**Aim of the exercise**
Scan the records below. Copy every line in which the word "horizontal" appears.

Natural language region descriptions
----------------
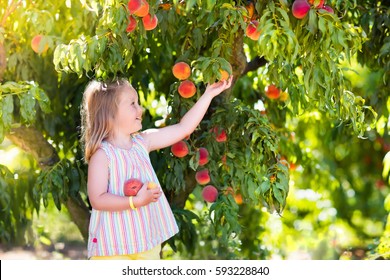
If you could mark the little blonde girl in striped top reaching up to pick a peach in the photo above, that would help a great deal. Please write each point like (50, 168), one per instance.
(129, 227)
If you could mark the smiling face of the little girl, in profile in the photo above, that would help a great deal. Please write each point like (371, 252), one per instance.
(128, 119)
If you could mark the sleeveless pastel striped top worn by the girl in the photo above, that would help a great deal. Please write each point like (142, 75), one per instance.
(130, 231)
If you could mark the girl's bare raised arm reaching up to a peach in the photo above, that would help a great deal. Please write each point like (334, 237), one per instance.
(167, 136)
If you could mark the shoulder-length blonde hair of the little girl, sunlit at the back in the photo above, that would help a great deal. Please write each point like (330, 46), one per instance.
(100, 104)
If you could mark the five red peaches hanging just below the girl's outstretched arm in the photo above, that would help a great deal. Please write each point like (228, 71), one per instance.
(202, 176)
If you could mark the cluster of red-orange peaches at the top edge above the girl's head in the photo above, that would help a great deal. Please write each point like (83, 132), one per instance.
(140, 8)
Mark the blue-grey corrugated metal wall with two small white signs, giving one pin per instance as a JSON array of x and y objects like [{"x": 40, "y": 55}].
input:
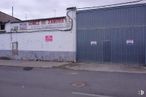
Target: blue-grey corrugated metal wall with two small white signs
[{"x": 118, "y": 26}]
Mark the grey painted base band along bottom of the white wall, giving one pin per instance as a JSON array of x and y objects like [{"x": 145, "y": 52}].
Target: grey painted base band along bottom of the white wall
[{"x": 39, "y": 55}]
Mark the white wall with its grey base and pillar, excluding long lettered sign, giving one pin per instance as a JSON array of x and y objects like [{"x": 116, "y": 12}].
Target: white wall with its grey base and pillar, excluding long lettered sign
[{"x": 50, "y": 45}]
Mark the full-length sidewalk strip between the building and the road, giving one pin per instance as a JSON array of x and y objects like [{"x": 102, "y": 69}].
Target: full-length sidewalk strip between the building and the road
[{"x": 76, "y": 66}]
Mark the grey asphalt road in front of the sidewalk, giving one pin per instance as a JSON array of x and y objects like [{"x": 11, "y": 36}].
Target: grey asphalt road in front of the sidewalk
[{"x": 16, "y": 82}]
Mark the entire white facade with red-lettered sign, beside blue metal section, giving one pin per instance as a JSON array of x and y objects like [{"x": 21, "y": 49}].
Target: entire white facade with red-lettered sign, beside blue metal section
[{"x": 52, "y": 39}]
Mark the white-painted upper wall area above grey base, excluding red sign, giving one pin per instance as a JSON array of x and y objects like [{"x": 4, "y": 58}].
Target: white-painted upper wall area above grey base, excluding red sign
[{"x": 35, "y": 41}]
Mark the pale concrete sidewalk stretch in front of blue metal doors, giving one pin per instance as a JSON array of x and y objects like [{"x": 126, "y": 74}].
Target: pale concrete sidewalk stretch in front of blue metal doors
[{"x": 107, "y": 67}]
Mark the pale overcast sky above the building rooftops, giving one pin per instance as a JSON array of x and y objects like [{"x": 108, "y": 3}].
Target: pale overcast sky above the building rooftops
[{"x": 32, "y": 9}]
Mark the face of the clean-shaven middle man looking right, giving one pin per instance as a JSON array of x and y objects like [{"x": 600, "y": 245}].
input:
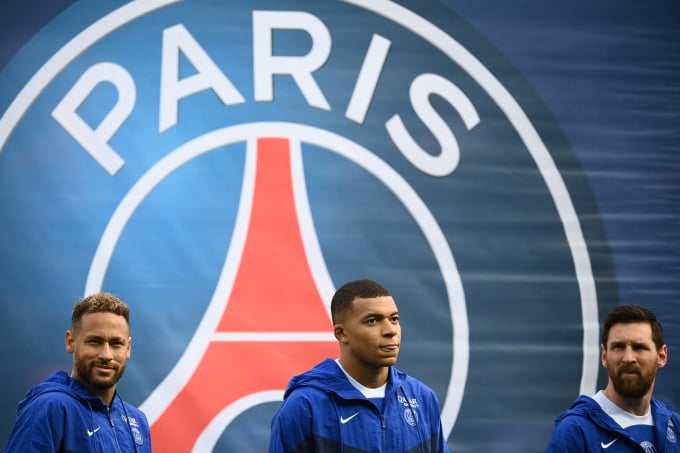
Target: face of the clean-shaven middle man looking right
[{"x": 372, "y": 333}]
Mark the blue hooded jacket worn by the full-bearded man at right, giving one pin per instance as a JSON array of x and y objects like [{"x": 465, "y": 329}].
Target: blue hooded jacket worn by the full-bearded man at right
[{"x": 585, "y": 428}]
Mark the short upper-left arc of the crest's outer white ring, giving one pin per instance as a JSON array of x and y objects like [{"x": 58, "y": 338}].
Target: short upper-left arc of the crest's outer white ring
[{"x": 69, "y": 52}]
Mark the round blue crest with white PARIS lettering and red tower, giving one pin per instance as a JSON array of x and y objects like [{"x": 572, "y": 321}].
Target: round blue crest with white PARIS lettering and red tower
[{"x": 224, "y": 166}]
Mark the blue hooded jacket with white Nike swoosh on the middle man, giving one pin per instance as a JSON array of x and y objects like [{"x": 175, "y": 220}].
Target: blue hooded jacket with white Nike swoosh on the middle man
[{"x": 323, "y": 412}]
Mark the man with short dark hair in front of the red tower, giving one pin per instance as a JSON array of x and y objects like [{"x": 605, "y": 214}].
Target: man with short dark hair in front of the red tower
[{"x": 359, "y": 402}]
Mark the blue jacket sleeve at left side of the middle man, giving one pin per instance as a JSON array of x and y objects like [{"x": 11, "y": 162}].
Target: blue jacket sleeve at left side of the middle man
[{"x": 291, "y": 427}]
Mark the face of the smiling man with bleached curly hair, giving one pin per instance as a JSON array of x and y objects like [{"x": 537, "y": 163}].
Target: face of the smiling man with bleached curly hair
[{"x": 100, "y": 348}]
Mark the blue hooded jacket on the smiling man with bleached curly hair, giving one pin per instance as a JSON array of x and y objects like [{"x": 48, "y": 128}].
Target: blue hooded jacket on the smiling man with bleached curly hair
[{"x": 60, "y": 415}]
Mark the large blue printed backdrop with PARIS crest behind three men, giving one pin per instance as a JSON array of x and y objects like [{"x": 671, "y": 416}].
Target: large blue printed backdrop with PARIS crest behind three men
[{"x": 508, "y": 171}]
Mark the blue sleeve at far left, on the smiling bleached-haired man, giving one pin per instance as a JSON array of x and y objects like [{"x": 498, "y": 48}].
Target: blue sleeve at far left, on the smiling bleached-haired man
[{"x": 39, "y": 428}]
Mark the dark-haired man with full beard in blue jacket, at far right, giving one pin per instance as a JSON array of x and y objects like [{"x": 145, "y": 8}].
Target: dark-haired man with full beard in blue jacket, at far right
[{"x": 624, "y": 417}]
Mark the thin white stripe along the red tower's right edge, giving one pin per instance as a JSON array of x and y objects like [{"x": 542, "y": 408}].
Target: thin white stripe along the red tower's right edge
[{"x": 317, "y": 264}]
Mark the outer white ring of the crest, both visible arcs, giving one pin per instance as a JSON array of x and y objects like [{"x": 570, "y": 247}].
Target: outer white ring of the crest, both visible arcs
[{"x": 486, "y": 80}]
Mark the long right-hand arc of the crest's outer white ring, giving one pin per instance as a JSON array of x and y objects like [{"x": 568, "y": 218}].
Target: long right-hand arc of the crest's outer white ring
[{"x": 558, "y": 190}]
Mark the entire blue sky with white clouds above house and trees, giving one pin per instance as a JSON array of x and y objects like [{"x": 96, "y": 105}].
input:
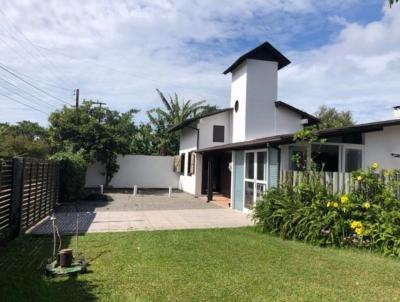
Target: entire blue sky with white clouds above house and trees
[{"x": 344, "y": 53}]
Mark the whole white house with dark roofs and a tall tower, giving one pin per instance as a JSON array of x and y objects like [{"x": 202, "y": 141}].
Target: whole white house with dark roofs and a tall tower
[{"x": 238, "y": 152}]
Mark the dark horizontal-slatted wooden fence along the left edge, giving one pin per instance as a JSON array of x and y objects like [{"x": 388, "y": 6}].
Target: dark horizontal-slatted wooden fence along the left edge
----------------
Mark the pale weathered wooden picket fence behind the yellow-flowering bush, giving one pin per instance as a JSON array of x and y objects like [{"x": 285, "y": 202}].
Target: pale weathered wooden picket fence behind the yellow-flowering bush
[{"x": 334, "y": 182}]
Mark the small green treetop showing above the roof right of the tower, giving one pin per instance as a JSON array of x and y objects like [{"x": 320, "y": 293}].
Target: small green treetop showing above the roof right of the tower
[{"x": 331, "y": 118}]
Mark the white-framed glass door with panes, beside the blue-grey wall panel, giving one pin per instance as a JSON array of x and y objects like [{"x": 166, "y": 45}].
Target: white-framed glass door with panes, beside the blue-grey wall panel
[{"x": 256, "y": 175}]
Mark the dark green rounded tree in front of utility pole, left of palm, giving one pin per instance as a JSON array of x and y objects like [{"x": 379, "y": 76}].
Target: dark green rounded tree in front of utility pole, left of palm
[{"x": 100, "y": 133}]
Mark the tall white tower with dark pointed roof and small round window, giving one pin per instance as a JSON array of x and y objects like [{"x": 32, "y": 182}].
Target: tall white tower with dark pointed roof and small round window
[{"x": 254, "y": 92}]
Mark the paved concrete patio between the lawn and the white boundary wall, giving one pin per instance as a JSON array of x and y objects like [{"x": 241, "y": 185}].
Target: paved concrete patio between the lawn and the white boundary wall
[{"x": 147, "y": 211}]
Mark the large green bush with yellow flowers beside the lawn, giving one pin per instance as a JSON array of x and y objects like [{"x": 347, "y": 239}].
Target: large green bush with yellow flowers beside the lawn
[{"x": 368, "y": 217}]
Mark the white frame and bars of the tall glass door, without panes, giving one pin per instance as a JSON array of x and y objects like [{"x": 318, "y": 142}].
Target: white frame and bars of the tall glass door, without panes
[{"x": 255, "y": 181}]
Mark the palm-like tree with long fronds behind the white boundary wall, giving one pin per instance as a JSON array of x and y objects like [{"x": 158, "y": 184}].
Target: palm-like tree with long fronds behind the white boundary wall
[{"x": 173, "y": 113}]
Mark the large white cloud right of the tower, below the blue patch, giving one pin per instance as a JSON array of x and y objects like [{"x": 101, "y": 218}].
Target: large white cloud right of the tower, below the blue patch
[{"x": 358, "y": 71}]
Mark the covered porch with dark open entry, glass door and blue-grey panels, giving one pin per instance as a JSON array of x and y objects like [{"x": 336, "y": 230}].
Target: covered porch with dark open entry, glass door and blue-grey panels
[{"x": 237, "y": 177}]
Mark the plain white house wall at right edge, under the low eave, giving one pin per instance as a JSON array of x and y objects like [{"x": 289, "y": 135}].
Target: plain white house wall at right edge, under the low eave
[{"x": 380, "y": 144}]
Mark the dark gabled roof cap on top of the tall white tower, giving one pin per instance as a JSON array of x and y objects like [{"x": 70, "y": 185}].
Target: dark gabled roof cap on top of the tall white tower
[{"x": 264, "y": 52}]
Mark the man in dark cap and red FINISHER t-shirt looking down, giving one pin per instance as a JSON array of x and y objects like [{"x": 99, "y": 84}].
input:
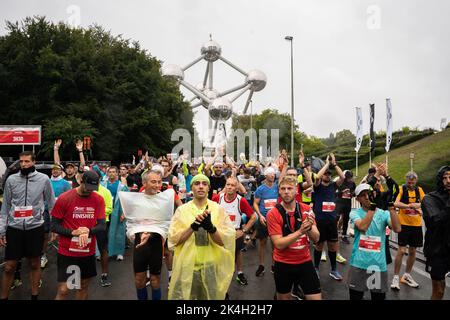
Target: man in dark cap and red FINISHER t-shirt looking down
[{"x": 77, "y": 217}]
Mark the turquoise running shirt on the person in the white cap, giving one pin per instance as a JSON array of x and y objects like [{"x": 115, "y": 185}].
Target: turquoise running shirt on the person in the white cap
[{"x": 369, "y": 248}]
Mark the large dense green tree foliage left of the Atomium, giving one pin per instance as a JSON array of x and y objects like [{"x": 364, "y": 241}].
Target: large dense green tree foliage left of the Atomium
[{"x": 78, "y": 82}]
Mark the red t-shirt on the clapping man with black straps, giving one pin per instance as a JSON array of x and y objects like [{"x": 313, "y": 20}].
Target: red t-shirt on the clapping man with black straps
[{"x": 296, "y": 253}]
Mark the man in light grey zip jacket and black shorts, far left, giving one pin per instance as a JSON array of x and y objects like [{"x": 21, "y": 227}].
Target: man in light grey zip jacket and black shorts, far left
----------------
**Reply to the task**
Mark the dark horizontal-slatted wooden fence along the left edge, giving one pin per instance as a JSON array of x and y objects like [{"x": 388, "y": 6}].
Target: dark horizontal-slatted wooden fence along the left edge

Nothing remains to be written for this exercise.